> [EXERCISE PROMPT]: Please copy out every line of the listing below word for word.

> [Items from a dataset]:
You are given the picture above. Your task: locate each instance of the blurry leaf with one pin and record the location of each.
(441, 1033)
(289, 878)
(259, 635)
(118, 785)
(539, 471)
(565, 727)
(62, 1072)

> [TASK RESULT]:
You are given the picture above. Your task: locate each instance of the blurry leaf with one pin and record the location of each.
(441, 1033)
(289, 878)
(259, 635)
(118, 785)
(539, 471)
(565, 727)
(62, 1072)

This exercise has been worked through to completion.